▶ **TASK OBJECTIVE**:
Produce an exact transcript of all the records.

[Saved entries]
--- START ---
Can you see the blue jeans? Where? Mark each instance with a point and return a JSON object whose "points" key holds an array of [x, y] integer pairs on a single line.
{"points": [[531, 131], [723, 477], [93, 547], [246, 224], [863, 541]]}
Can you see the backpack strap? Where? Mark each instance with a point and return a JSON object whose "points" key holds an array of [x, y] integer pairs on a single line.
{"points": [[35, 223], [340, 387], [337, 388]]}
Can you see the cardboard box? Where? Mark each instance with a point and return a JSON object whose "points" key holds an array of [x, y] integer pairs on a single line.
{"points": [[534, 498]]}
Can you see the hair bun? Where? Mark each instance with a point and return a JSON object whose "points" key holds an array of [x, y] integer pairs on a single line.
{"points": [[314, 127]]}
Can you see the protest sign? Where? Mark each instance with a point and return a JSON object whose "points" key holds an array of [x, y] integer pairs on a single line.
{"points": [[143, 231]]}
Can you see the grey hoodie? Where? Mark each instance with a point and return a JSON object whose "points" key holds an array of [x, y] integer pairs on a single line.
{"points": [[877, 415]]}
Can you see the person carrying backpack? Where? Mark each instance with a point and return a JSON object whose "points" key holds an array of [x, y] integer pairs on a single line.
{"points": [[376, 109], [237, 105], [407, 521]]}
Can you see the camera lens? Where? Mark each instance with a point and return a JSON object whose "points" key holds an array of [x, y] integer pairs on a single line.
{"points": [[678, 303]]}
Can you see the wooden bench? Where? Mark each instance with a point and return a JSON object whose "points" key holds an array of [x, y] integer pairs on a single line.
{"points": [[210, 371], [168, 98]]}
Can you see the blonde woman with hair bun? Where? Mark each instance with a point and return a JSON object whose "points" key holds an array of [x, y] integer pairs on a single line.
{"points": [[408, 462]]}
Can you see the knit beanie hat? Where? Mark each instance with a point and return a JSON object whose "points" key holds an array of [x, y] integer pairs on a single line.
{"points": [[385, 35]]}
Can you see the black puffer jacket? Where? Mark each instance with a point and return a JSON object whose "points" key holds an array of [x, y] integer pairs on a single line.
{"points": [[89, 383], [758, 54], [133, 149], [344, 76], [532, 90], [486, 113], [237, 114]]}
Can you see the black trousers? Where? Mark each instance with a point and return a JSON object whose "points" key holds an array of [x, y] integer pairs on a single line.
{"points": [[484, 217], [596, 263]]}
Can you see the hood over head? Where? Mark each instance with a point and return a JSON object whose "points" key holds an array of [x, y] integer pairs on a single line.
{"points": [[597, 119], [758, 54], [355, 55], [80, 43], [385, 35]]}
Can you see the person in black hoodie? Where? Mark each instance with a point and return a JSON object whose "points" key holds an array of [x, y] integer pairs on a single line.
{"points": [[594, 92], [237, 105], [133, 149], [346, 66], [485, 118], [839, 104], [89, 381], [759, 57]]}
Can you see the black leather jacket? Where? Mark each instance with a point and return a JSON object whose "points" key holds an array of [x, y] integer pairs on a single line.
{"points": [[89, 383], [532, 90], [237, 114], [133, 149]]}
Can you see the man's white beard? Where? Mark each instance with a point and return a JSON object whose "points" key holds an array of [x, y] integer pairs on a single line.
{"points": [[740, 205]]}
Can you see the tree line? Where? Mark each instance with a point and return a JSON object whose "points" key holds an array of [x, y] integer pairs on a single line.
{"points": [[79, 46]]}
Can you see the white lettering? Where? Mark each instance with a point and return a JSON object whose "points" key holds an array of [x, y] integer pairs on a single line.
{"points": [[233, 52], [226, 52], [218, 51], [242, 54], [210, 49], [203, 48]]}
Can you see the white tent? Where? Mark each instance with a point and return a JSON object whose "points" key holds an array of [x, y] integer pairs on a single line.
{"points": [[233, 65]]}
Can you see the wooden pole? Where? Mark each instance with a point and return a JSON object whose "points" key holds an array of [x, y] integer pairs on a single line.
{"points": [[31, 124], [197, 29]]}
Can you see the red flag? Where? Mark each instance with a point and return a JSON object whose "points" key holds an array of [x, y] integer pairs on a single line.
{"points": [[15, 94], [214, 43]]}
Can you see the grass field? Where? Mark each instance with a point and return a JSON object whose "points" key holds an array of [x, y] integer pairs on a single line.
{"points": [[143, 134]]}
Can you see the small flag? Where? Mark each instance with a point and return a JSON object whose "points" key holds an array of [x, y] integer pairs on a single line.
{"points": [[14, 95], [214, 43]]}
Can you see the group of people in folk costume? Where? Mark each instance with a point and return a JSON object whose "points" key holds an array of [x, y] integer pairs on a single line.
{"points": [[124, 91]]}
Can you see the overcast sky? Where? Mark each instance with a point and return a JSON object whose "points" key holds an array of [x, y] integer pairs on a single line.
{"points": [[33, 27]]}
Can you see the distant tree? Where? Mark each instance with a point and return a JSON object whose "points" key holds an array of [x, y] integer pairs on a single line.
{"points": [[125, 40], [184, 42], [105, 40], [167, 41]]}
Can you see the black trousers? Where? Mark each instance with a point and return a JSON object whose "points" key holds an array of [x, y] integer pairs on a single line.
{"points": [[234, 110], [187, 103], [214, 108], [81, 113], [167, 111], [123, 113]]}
--- END ---
▶ **REPLY**:
Can you see the blue jeans? Where? Mark each instance with a point and return a JSON object whose "points" key holds an array of [x, y] integer pairs on a single line.
{"points": [[531, 131], [723, 477], [93, 547], [246, 224], [863, 541]]}
Can you see the backpack strap? Where? Mark each instance with a point and return a JSON object whose "points" key holds an array of [x, y] integer pairs on a single line.
{"points": [[35, 223], [340, 387], [337, 388]]}
Can you see the cardboard box? Where? Mark each instance with a point and return a JSON object whose "points" key holds an array of [x, y] integer pairs on a single line.
{"points": [[534, 498]]}
Can you see the hair bun? Where? Mark each instance with a point and return a JSON object whose "points" key holds an array of [x, y] integer pairs on a single line.
{"points": [[314, 127]]}
Can you see the protest sign? Where? Mark each instance with a point and return a JSON object whose "points" key holds an array of [x, y] integer pairs on a single line.
{"points": [[143, 231]]}
Can you see the grey hoodie? Where? Mark each instance with a point and return a JSON object whose "points" key holds an array of [x, y] integer pairs on a single line.
{"points": [[877, 415]]}
Can you see the person carrying backpack? Where? Mark each instance with a point and return a JSON object whose "points" key holds an array of [x, y] integer pairs on a single line.
{"points": [[376, 109], [237, 105], [407, 521]]}
Can you see the camera lens? Where? Mark each instance with a point and return a JSON object whose "points" key holds an array of [x, y] integer pairs on a single line.
{"points": [[678, 303]]}
Can you see the wooden bench? Where? Mark each instance with a point and return a JSON object whose "points" key holds an array of [x, y] integer pairs on a single line.
{"points": [[210, 371], [168, 98]]}
Can you see the blonde woman with hair bun? Where? Mark each instance with a point and return a JSON object whose "points" key holds an array of [x, y] integer pairs on a single line.
{"points": [[408, 462]]}
Can you see the knit beanie hat? Where? Mark each instance with a point and return a JSON object whose "points" key holds an array of [x, y] integer pairs on a single line.
{"points": [[385, 35]]}
Can you see the black puffer jacket? Where? Mark each instance with a point and return a JSON object whose "points" key holds an array of [x, y] integer pairs on a single line.
{"points": [[89, 383], [758, 54], [133, 149], [344, 76], [532, 90], [486, 113], [237, 114]]}
Can you see the black trousers? Where? Mark each instance with a point and return a JSON object whose "points" key holds an array of [x, y] integer pairs on a single line.
{"points": [[484, 217], [596, 263]]}
Can you see the hood over head? Where? Mark each instance with a point and return a JSON object whose "points" key holds an array of [x, y] integer pairs on a single line.
{"points": [[597, 119], [758, 54], [355, 55], [80, 43], [385, 35]]}
Can you see the person in black hoodie? Where? Mark each instance with a point and return a JSON object whose "points" key holds an array of [x, y] integer pairs on a single line.
{"points": [[594, 92], [237, 105], [133, 149], [346, 66], [485, 118], [839, 104], [89, 381], [759, 57]]}
Can you see the black leather jacket? Where? Mark each instance with a point and return a JSON object whose "points" key holds an array of [x, y] integer pairs on a single line.
{"points": [[89, 383], [532, 90], [237, 114], [133, 149]]}
Can you see the man's white beard? Where? Mark each instance with a point and return a JSON object whose "points" key holds an array of [x, y] integer pairs on a single line.
{"points": [[740, 205]]}
Can you see the tree line? Where? Mark each instance with a point and return a JSON object whose "points" key holds an array of [x, y] integer pairs on a single line.
{"points": [[79, 46]]}
Can you see the white lettering? Where? Mark each instance with a point and return a JSON object whose "points" key holds an array of [x, y] integer pairs on a single line.
{"points": [[233, 52], [226, 52], [218, 51], [242, 54], [210, 49], [203, 48]]}
Can you see the white tent? Where? Mark each instance with a point and return a JSON object whose "points" key holds an array of [x, y] integer pairs on a single line.
{"points": [[233, 65]]}
Can you see the wooden pole? Where? Mark each instance with a point and return a JSON object whose "points" key holds an array of [x, y] integer pairs on a single line.
{"points": [[31, 124], [197, 29]]}
Can you see the red flag? Where? Mark each instance with a point and return a JSON object whose "points" key holds an array of [x, y] integer pairs on a single line.
{"points": [[15, 94], [214, 43]]}
Can you see the grass field? Where? Mark each instance with a point and return a JSON object whose "points" key holds an array of [x, y] integer pairs on a single line.
{"points": [[143, 134]]}
Can you see the small flag? Where? Mark each instance with a point and return a JSON object whose "points" key holds an array of [x, y] integer pairs on a single line.
{"points": [[14, 95], [214, 43]]}
Can you see the group of people in folk costume? Where? Mark each instance with a point and return a JSON object whose "points" key holds an array of [x, y] integer pairs on a single line.
{"points": [[124, 91]]}
Can you see the overcast sky? Where? Mark each instance with a point and return a JSON object whose "points" key holds an array of [x, y] integer pairs on a single line.
{"points": [[33, 27]]}
Can you see the distant tree? Where? Mark each instance with a point and return a JSON object whose "points" key holds an array of [x, y] integer pairs on a single line.
{"points": [[125, 40], [184, 42], [105, 40], [167, 41]]}
Can you see the black trousers? Where? Mark each instance with a point and return a JSON object whose "points" key holds an array of [x, y] integer pairs on a single line.
{"points": [[234, 110], [187, 103], [214, 108], [81, 113], [167, 111], [123, 113]]}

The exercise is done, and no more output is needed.